**Work to be completed:**
In the Kensington Vipers text, which team beat the Vipers in the seventh game of the 2002 Island Championship?

**Text section:**
- City: Kensington, Prince Edward Island, Canada
- League: Island Junior Hockey League
- Founded: 1998
- Home arena: Community Gardens Arena Complex
- Colours: Black, Red, and White
- Owner: Tyler Gallant
- General manager: Pat McIver
- Head coach: Wade Waddell

= Kensington Vipers =

The Kensington Vipers are a Canadian Junior ice hockey club from Kensington, Prince Edward Island. They are members of the Island Junior Hockey League and are 2011 and 2013 Don Johnson Memorial Cup Atlantic Junior B champions.

==Team history==
The Kensington Vipers joined the Island Junior Hockey League in 1998 after the Kensington Granites Senior hockey team had folded and the Community Gardens arena was looking for a junior hockey client.

After sponsorship stints as "Don Clark Insurance" and "Valley Truss and Metal", a full-time sponsor was found in 2003, as Moase Plumbing and Heating assumed sponsorship.

After many underachieving years, the Vipers reached the Island Championship in 2002 but lost in the seventh game to the now defunct O'Leary Eagles. The following season, the team also lost in seven games at the finals but this time to the Sherwood Falcons.

Through the 2003–2004 season the Vipers were amongst the top of the league and remained on top through the end of the regular season and were favoured to win the PEI title. After a quick dismissal of the now relocated Evangeline Loggers of Wellington, the Vipers met their longtime rivals in the Sherwood Falcons. The Vipers won their first championship in five games on home ice before a sellout crowd, with arguably the best team they had put forth in franchise history, which included key defence Joey Wood, Matt Ramsay and Travis Gallant, forward Mitchell Jollimore, Robbie Doiron and Tim MacDougall as well as all-star goaltender Dan Corriveau.

Saved entries:
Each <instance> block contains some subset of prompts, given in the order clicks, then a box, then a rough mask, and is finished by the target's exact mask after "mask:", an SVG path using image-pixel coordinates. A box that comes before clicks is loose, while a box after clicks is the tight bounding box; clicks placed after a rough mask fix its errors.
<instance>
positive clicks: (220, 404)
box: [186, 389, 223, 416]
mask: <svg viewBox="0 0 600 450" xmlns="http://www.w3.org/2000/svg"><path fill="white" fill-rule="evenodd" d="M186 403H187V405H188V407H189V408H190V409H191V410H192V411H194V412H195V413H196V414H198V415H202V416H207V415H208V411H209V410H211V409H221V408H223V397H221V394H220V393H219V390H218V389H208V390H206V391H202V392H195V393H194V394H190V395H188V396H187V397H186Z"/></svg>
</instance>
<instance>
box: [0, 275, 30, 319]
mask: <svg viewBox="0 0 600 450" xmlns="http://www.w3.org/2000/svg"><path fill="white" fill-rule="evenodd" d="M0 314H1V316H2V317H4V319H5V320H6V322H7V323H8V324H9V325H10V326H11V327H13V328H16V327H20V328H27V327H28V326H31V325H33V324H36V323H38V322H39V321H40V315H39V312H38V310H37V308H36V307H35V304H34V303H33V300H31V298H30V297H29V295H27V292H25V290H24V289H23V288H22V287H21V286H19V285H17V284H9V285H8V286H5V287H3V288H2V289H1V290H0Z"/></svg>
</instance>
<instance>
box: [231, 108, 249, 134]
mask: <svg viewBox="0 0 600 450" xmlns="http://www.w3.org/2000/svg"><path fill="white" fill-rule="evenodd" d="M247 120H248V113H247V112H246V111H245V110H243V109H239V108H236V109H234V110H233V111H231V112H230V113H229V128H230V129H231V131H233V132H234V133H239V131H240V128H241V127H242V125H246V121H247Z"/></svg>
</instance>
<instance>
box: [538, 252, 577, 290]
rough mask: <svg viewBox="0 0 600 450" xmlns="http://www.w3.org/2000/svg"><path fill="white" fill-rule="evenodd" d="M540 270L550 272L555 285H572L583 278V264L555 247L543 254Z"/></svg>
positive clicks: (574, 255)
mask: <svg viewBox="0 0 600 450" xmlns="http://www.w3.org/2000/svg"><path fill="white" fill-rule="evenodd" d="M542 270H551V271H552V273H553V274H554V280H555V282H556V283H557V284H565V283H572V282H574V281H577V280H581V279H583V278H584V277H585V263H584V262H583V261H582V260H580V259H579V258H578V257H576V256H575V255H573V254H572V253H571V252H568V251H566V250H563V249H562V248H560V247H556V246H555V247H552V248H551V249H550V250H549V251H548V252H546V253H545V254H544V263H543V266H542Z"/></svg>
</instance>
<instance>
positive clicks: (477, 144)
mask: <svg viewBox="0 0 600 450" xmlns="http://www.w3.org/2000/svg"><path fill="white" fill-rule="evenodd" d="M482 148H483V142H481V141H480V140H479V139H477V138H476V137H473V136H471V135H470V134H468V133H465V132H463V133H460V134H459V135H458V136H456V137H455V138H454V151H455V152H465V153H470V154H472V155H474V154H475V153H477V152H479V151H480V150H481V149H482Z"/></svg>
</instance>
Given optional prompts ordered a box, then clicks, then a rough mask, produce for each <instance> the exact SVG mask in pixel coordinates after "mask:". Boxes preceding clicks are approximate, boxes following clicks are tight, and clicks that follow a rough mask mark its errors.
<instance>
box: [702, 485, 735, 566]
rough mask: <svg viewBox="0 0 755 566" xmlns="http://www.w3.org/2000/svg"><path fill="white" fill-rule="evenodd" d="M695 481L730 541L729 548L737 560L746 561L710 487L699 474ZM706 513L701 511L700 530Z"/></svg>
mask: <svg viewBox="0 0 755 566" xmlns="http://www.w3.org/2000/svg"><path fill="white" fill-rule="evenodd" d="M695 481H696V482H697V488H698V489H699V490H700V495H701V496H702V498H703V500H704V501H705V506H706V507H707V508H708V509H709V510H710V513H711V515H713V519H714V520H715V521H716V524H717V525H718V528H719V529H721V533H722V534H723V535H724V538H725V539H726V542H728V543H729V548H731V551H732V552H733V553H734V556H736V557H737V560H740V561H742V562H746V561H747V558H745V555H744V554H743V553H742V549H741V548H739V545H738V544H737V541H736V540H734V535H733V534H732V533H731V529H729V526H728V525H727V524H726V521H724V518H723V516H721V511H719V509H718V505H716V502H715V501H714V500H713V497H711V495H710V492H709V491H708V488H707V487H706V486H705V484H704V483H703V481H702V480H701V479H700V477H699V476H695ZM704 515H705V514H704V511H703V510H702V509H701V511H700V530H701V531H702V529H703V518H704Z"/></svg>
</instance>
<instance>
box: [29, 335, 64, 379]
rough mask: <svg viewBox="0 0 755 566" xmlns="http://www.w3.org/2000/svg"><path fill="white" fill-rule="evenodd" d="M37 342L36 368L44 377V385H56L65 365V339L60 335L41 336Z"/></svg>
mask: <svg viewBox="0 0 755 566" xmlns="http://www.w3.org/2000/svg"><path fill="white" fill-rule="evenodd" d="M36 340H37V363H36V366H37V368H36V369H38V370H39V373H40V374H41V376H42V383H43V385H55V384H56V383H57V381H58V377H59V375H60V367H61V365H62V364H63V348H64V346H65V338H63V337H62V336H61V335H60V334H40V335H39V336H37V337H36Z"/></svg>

**Task output:**
The O'Leary Eagles.